» Task requirements
The data beneath this task has to be reprinted character for character.

Stored dataset items:
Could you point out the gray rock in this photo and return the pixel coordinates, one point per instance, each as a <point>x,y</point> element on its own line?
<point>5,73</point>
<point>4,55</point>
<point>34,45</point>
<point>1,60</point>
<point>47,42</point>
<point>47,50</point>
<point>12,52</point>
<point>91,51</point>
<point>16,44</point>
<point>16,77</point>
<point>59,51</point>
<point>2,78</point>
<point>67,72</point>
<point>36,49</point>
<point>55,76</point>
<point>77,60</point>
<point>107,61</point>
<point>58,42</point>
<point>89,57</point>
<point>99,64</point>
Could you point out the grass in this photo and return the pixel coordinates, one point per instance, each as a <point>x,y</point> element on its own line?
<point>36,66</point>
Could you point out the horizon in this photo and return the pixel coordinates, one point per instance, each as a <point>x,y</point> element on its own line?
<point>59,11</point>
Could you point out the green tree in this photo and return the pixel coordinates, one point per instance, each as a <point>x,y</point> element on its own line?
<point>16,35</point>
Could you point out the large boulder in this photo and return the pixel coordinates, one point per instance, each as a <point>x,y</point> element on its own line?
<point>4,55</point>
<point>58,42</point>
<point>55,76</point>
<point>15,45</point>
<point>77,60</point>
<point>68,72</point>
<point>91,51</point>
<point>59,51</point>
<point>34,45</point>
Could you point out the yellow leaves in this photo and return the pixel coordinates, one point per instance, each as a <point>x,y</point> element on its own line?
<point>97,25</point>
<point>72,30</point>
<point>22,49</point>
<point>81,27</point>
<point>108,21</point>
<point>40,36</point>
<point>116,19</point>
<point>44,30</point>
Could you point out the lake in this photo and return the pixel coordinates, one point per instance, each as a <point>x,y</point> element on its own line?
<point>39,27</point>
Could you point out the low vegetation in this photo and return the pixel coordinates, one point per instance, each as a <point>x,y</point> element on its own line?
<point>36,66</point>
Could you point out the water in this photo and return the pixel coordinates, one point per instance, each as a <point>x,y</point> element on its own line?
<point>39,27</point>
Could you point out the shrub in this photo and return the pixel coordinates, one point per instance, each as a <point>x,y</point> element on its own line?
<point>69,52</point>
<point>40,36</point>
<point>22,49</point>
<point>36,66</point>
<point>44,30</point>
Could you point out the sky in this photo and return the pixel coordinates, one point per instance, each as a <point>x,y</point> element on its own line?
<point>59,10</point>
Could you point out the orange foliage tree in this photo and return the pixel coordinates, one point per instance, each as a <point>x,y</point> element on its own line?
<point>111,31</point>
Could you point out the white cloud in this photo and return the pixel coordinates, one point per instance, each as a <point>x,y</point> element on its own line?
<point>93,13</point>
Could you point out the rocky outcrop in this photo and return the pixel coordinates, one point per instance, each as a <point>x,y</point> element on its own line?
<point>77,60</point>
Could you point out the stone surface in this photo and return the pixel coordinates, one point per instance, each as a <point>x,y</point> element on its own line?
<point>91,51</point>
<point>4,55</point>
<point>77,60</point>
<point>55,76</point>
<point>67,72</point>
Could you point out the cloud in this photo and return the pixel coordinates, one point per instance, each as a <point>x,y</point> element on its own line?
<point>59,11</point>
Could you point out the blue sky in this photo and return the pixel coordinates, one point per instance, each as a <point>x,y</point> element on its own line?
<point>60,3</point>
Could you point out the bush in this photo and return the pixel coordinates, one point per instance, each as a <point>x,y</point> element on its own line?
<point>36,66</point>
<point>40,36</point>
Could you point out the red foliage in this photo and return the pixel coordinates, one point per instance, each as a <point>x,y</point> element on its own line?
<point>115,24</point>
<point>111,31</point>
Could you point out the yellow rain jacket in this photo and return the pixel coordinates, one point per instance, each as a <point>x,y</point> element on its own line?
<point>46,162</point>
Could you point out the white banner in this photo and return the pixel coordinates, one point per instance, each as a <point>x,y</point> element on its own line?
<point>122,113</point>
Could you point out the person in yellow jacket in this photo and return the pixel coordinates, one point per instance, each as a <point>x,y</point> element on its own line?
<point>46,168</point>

» Response area
Could you point out the gray rock in this photo and return the pixel coordinates, one point per instance, each as a <point>x,y</point> element on its own line?
<point>5,73</point>
<point>4,55</point>
<point>34,45</point>
<point>1,60</point>
<point>47,42</point>
<point>47,50</point>
<point>12,52</point>
<point>91,51</point>
<point>16,44</point>
<point>16,77</point>
<point>59,51</point>
<point>2,78</point>
<point>67,72</point>
<point>36,49</point>
<point>55,76</point>
<point>77,60</point>
<point>107,61</point>
<point>58,42</point>
<point>89,57</point>
<point>99,64</point>
Could you point out the grass in this photo and return the pixel coordinates, one point per instance, each as a <point>x,y</point> element on its own line?
<point>36,66</point>
Could you point out the horizon in this photo and return the pixel coordinates, one point per instance, each as a <point>x,y</point> element on its own line?
<point>59,11</point>
Could you point out the green tree in this photo and return the pixel coordinates, one point per instance, each as a <point>x,y</point> element on its own line?
<point>16,35</point>
Could you point out the large boulder in this photo and return the pixel coordinates, one point per instance, each as a <point>x,y</point> element on its own line?
<point>4,55</point>
<point>58,42</point>
<point>55,76</point>
<point>15,45</point>
<point>77,60</point>
<point>68,72</point>
<point>91,51</point>
<point>59,51</point>
<point>34,45</point>
Could you point out the yellow leaves in this photo and return the pixel coordinates, one point per instance, each as a <point>x,y</point> element on its own line?
<point>97,25</point>
<point>72,30</point>
<point>22,49</point>
<point>81,27</point>
<point>108,21</point>
<point>40,36</point>
<point>116,19</point>
<point>44,30</point>
Could you point out the lake in this photo and return the pixel coordinates, one point per instance, each as a <point>x,y</point> element on its own line?
<point>39,27</point>
Could you point out the low vegetation in this photo and return the pixel coordinates, one point per instance, each as a <point>x,y</point> element on its own line?
<point>36,66</point>
Could you point out the water in this photo and return the pixel coordinates, one point per instance, each as a <point>x,y</point> element on its own line?
<point>39,27</point>
Could you point out the shrub in this photo and return the pixel coordinates, one point per instance, each as a <point>x,y</point> element on its own line?
<point>69,52</point>
<point>40,36</point>
<point>22,49</point>
<point>36,66</point>
<point>44,30</point>
Could you point out the sky in this photo and return the pixel coordinates, one point per instance, each as a <point>x,y</point> element on its own line?
<point>59,10</point>
Could you point out the orange foliage tree in this photo and return the pixel coordinates, one point per instance, each as a <point>x,y</point> element on its own line?
<point>111,31</point>
Could you point out the white cloud in this photo and return the pixel coordinates, one point per instance, each as a <point>x,y</point> element on its own line?
<point>93,13</point>
Could you point out the rocky outcrop in this photo and return the pixel coordinates, one point per instance, each as a <point>x,y</point> element on its own line?
<point>77,60</point>
Could you point out the stone surface in this photo and return the pixel coordinates, one point per instance, each as a <point>x,y</point> element on its own line?
<point>91,51</point>
<point>4,55</point>
<point>77,60</point>
<point>55,76</point>
<point>67,72</point>
Could you point out the cloud in this photo and return the pixel coordinates, one point per instance, each as a <point>x,y</point> element on its own line?
<point>59,11</point>
Could you point out the blue sky in this photo and return the pixel coordinates, one point per instance, each as a <point>x,y</point> element on its own line?
<point>60,3</point>
Could you point out the bush in this photo and return the pixel coordinates, one point per instance, each as a <point>x,y</point> element on its own line?
<point>36,66</point>
<point>40,36</point>
Could you point out the red foliage in this photo and return the pixel coordinates, one point per instance, each as a <point>x,y</point> element on its own line?
<point>115,24</point>
<point>111,31</point>
Could you point out the yellow rain jacket in this photo and return the pixel coordinates, one point per instance, each as a <point>x,y</point> element on its own line?
<point>46,162</point>
Could you point out the white banner in this photo and return the pixel coordinates, one point per instance, each as a <point>x,y</point> element on its own line?
<point>122,113</point>
Could you point out the person in yellow jacket in this photo and return the pixel coordinates, one point per instance, each as a <point>x,y</point> element on its own line?
<point>46,168</point>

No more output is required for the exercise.